Records contained in a dataset:
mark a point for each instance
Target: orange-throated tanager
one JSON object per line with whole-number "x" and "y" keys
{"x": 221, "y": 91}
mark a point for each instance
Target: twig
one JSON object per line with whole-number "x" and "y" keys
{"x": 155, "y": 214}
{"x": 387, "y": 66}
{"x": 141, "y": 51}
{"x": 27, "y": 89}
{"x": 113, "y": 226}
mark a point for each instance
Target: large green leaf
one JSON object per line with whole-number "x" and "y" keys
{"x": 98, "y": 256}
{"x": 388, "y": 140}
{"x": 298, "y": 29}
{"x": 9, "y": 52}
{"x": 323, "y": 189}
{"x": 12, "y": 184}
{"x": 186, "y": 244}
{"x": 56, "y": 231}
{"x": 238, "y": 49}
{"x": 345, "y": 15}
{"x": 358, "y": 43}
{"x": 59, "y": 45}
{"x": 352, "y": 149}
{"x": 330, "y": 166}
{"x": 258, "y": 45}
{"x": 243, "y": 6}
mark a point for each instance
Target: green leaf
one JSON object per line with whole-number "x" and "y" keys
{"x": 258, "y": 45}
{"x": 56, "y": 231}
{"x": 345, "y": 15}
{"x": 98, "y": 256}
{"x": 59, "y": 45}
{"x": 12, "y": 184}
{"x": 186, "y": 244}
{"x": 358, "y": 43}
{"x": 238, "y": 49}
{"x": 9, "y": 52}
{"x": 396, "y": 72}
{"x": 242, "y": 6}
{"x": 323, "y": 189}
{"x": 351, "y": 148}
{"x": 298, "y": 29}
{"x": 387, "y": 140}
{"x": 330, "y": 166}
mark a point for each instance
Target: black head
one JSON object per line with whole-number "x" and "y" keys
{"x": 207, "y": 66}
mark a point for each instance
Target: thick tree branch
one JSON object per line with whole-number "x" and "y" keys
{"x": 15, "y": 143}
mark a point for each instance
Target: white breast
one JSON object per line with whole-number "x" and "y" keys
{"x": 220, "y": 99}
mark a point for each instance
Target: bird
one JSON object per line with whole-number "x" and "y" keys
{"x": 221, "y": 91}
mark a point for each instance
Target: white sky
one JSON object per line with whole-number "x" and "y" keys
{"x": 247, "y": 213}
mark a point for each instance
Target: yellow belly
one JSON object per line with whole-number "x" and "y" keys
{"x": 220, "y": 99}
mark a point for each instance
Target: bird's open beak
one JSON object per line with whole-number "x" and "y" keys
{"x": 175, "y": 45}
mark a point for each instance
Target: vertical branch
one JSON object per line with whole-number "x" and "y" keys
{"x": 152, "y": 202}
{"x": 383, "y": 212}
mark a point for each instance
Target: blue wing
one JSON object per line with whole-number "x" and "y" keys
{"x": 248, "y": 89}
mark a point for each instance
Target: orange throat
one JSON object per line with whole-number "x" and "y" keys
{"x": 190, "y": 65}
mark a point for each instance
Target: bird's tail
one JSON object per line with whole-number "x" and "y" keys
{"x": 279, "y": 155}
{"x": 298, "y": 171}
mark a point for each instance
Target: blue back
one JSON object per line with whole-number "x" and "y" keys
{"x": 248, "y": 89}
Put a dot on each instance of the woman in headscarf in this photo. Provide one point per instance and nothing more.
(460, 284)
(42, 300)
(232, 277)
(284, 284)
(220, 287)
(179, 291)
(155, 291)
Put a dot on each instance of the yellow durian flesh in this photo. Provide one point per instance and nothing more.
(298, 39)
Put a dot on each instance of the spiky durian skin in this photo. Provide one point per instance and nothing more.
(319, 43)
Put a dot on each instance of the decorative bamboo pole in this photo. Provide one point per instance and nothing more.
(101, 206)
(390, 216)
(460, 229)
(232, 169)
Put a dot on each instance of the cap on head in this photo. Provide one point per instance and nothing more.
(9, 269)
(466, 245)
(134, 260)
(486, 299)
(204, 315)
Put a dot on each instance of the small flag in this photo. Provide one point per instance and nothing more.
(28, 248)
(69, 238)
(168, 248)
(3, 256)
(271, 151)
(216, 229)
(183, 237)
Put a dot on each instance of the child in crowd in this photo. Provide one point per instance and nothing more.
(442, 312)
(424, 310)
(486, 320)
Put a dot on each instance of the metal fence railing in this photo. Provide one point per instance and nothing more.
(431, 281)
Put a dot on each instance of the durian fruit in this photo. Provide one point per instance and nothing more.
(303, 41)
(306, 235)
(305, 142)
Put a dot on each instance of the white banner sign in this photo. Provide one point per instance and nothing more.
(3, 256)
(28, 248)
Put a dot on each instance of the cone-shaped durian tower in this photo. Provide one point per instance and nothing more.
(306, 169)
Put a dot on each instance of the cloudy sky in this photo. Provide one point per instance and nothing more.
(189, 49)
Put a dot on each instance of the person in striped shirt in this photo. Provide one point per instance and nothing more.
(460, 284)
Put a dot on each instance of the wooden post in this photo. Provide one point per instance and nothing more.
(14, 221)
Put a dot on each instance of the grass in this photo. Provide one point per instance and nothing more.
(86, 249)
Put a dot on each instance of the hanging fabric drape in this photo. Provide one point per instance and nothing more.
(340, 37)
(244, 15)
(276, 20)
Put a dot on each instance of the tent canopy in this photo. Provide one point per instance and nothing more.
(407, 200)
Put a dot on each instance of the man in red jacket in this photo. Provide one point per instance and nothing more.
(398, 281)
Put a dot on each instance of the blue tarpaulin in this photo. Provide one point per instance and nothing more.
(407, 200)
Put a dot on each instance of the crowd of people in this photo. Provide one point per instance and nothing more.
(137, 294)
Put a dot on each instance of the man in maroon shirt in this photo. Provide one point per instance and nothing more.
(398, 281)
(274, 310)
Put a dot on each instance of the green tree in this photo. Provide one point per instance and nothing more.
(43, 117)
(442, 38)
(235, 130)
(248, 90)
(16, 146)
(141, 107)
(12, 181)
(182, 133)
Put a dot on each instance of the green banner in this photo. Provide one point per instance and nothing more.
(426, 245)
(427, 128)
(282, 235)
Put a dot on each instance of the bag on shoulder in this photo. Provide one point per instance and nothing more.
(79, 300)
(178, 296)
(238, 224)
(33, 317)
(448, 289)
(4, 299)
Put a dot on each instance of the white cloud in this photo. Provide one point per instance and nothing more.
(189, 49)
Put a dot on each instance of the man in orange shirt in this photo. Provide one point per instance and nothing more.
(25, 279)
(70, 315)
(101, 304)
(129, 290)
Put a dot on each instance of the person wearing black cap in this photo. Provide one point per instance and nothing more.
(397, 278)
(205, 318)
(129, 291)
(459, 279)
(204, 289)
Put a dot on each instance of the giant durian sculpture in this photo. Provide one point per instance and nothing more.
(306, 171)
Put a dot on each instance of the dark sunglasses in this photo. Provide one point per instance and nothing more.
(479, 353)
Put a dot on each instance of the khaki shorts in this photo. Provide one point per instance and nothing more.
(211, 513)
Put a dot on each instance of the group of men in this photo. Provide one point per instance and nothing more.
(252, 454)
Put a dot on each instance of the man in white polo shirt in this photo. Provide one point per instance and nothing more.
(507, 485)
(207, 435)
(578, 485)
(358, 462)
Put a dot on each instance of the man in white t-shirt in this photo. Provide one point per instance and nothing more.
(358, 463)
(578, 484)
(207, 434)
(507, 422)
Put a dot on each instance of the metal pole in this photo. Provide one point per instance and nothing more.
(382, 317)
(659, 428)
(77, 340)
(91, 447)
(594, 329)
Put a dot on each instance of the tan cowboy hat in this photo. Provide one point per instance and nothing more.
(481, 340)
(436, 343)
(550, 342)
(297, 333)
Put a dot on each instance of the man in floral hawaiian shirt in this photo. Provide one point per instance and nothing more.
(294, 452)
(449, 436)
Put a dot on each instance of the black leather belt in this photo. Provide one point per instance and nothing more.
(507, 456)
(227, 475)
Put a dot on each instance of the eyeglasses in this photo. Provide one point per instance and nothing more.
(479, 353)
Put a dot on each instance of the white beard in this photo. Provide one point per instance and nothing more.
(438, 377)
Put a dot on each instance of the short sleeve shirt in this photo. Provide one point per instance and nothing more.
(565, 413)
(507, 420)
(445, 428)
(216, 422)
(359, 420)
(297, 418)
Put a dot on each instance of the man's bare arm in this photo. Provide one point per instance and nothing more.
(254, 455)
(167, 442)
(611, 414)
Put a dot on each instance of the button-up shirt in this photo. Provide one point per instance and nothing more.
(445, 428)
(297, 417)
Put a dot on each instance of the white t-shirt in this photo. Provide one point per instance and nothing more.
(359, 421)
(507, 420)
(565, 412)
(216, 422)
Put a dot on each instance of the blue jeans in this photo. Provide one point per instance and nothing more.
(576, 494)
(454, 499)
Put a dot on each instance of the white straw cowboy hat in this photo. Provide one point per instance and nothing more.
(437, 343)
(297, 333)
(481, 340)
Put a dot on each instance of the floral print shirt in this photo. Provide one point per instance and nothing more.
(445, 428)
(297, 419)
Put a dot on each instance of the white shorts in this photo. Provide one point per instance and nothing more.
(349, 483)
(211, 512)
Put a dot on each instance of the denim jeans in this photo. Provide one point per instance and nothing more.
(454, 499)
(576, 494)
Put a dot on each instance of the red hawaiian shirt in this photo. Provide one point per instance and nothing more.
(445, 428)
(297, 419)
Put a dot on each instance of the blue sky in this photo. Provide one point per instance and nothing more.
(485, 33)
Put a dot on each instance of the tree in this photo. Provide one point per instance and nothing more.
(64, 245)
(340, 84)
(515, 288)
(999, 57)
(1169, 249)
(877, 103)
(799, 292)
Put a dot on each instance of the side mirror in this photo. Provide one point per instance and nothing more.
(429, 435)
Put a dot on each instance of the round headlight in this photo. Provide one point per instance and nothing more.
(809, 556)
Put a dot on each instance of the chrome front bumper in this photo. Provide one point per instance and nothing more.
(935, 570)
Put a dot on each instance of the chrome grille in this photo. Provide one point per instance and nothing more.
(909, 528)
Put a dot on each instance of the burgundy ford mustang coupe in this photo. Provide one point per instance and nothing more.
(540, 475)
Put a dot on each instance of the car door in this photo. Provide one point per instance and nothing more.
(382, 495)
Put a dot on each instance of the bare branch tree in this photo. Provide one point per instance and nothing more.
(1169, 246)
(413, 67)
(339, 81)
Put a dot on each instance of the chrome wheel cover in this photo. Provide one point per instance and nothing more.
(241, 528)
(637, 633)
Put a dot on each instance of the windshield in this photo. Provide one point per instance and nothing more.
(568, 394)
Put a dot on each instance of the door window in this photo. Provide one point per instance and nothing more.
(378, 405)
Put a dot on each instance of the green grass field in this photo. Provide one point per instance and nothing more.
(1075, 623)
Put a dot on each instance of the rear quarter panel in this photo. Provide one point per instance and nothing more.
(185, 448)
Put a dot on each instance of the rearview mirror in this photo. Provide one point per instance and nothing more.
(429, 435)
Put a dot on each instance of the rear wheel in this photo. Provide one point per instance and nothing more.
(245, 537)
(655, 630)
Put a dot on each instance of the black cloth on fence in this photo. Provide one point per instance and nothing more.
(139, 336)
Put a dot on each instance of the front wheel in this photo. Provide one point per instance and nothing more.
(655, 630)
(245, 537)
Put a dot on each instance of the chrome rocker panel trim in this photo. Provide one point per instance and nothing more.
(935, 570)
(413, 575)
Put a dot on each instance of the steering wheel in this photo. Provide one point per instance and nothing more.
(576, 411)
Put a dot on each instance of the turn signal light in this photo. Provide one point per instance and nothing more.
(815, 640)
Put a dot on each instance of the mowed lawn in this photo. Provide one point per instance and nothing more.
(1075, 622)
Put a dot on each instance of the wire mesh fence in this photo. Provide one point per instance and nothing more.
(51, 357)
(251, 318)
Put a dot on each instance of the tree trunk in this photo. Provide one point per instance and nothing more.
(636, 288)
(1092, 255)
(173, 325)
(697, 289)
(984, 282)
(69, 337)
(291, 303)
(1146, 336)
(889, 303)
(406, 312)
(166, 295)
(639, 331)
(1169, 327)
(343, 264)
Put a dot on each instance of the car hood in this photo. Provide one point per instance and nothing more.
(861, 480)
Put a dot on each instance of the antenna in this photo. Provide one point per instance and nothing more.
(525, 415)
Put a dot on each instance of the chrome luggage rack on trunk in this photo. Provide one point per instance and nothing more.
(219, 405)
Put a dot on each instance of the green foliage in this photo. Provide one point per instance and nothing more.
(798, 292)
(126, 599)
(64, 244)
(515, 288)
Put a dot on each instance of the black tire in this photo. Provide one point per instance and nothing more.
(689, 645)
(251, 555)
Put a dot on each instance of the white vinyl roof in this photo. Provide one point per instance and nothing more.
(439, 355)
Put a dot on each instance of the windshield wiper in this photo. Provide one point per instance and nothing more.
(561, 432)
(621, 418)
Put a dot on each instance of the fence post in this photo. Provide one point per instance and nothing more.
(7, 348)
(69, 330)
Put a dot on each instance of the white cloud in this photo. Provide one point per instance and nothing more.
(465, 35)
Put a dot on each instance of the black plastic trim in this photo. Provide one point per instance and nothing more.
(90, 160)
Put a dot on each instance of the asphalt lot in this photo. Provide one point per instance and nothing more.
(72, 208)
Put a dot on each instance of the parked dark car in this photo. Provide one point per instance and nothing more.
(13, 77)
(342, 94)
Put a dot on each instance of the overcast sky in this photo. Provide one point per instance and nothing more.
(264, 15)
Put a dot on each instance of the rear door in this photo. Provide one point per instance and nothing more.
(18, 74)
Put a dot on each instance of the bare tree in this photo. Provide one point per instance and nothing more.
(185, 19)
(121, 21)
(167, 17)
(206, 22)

EXERCISE PROMPT ::
Every line from the one containing "Put a dot on each instance of the parked" through the last line must be copied exactly; leave out the rest.

FULL ANSWER ::
Put a dot on each instance of the parked dark car in this photo. Provide one point per instance and nothing more.
(13, 77)
(342, 94)
Put a dot on each instance of the overcast sky in this photo. Provide one point per instance and nothing more.
(264, 15)
Put a dot on each instance of the rear door in this photo. Provide one point per instance and nothing more.
(18, 74)
Put a dot on each instance of the bare tree in this photo. Provide one point per instance and nothing more.
(185, 19)
(121, 21)
(167, 17)
(206, 22)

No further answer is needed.